Count the lines in the entries below that contain the string "door". Reply with the number only.

---------- Data supplied

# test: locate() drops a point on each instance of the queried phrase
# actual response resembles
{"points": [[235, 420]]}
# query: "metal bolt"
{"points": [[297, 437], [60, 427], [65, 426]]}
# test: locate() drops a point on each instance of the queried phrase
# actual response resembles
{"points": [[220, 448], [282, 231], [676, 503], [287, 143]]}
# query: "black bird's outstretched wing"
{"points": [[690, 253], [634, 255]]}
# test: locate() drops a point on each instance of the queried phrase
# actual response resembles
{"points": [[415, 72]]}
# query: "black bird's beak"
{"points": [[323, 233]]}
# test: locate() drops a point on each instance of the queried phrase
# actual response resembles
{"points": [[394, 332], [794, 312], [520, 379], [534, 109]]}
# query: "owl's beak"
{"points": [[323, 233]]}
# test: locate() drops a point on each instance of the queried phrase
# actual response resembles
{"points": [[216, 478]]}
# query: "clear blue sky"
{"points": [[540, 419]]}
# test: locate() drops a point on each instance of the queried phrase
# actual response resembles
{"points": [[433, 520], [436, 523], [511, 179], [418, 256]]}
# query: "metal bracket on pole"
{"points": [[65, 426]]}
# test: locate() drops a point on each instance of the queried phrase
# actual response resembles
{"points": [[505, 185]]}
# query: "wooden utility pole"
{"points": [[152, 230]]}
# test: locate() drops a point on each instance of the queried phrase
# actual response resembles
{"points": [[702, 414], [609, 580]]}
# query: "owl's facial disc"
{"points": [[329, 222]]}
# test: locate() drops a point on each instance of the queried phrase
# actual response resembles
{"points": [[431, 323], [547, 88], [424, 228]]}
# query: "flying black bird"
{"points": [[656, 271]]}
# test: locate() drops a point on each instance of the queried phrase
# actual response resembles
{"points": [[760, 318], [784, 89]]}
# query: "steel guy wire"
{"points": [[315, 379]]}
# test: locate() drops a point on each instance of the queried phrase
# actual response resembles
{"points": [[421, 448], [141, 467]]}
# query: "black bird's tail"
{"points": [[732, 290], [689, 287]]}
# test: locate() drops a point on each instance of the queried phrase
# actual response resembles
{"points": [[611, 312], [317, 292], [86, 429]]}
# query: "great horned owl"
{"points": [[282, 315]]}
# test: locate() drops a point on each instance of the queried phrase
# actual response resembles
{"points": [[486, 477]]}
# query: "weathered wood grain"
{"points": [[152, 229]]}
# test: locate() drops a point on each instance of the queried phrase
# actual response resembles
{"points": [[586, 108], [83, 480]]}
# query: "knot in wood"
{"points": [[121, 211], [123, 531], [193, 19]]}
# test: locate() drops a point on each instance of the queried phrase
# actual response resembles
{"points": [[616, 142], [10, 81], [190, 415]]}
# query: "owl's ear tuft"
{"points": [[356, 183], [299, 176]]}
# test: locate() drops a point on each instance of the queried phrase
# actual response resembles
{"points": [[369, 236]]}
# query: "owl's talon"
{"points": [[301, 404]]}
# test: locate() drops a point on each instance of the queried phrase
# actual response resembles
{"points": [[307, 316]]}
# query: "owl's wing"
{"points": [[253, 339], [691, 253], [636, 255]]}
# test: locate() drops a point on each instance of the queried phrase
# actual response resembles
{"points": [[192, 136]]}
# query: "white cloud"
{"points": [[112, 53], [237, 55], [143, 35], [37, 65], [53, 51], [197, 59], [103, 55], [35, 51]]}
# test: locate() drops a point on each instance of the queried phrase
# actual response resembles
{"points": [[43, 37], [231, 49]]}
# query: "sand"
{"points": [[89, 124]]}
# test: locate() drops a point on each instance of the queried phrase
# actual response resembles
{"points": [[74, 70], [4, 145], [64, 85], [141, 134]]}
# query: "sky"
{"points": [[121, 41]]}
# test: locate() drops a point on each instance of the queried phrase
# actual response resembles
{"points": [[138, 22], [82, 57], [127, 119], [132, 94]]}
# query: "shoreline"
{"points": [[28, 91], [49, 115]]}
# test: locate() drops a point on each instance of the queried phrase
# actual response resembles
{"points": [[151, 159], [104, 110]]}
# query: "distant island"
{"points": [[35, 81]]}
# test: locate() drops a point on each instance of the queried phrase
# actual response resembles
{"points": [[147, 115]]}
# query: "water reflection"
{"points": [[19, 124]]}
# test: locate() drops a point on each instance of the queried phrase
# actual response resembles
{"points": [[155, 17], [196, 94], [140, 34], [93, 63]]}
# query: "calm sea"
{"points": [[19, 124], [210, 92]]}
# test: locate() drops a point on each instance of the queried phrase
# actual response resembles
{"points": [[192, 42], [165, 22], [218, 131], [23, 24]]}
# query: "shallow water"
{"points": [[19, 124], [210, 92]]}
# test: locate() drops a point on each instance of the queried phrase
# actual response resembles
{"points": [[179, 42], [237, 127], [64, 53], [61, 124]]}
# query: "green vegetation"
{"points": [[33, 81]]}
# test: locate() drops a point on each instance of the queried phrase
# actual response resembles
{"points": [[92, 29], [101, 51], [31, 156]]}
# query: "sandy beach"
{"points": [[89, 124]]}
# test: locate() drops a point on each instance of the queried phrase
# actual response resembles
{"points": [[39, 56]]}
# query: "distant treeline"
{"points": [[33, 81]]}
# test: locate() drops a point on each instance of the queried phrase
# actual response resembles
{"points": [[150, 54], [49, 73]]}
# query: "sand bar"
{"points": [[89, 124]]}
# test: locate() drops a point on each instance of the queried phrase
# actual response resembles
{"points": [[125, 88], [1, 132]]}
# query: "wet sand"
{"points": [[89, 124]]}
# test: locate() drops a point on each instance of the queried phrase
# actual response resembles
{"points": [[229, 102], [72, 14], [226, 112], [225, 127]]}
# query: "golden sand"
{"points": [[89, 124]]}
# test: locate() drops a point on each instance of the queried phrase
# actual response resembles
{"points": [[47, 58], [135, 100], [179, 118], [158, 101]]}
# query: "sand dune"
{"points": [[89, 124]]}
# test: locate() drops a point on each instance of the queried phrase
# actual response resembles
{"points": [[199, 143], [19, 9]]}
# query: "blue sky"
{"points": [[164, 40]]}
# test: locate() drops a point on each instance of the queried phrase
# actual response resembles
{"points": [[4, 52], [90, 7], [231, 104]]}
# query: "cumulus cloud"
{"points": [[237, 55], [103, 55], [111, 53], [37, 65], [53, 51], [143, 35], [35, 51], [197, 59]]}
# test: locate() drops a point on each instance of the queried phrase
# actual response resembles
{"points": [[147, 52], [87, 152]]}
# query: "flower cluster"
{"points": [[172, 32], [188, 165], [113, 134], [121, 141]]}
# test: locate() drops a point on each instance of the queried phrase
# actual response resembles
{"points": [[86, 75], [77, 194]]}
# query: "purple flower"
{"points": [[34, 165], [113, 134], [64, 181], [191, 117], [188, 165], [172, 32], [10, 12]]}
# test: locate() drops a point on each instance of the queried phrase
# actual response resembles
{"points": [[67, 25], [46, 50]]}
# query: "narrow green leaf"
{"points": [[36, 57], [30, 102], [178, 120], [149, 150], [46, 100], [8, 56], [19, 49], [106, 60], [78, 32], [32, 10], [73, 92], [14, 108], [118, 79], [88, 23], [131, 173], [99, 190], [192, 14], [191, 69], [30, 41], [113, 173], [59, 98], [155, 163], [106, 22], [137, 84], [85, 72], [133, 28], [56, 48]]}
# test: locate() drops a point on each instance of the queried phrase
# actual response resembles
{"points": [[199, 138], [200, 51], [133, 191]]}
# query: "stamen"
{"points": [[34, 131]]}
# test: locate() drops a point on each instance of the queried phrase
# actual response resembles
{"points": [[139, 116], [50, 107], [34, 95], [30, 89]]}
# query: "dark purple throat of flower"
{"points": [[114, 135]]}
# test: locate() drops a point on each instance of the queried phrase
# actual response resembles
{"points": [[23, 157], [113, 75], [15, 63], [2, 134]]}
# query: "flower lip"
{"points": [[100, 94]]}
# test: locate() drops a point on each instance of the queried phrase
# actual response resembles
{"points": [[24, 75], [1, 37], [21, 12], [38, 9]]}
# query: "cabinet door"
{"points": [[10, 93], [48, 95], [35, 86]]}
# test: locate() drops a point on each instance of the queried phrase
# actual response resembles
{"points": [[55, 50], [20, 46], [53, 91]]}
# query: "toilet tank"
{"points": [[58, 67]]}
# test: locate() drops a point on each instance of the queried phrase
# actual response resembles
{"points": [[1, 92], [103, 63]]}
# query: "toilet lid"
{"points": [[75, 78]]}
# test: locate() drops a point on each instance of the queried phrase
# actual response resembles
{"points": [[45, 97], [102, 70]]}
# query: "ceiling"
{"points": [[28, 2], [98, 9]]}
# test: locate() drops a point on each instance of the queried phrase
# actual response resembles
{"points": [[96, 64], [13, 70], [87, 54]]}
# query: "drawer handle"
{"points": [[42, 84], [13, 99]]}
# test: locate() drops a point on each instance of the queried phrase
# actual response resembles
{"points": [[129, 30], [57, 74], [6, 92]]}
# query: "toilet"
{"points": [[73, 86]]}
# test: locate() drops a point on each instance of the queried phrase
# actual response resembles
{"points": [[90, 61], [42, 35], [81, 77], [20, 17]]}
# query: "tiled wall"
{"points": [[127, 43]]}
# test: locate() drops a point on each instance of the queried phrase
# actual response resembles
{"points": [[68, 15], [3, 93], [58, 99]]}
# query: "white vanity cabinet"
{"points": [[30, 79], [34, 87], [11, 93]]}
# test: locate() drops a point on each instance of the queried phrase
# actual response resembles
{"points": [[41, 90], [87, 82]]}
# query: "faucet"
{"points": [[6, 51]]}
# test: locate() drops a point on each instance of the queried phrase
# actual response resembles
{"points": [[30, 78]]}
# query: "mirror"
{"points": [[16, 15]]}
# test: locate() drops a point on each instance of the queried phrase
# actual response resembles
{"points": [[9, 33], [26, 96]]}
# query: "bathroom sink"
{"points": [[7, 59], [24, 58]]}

--------------------
---------- Data supplied

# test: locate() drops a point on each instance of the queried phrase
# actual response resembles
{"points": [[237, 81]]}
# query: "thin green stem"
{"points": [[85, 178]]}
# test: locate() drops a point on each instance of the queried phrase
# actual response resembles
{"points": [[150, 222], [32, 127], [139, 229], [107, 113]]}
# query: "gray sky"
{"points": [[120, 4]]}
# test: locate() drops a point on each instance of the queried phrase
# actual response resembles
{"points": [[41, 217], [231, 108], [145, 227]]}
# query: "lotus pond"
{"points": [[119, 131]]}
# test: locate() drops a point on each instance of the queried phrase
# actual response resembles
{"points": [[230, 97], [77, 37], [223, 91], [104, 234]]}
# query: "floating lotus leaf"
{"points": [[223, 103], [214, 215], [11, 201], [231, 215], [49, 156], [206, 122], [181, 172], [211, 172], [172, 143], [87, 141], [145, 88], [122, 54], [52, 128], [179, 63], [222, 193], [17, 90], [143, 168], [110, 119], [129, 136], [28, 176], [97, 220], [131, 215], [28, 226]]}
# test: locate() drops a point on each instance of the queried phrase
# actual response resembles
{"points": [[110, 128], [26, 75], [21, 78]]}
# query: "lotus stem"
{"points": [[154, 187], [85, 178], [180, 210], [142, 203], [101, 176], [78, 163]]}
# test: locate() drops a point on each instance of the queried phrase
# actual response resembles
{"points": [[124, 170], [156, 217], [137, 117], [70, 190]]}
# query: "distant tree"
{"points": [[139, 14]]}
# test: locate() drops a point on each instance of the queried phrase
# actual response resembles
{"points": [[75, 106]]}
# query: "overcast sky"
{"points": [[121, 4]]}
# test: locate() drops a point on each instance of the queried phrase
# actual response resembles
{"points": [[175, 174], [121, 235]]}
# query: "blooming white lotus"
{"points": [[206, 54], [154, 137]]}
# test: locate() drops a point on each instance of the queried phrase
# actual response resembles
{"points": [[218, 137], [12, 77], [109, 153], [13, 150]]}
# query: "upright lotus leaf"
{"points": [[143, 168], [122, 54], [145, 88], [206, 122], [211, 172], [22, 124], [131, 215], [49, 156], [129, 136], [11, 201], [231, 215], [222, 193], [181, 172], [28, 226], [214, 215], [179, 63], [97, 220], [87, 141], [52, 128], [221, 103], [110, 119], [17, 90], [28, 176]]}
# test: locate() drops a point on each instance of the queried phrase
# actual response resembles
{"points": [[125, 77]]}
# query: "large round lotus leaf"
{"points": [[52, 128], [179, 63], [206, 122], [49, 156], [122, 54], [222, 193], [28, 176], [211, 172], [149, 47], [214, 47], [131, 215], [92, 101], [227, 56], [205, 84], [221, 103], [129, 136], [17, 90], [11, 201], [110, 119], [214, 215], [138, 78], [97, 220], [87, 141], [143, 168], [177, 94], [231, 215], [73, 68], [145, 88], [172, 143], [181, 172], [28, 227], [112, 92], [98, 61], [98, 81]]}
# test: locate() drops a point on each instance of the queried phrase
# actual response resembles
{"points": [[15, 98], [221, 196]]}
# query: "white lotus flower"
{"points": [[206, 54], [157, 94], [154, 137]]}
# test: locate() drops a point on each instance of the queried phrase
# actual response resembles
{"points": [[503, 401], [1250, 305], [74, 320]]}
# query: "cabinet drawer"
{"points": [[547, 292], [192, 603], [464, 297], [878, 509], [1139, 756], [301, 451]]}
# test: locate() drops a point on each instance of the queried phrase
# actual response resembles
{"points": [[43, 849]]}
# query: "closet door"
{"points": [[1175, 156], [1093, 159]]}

--------------------

• **Solution below**: 2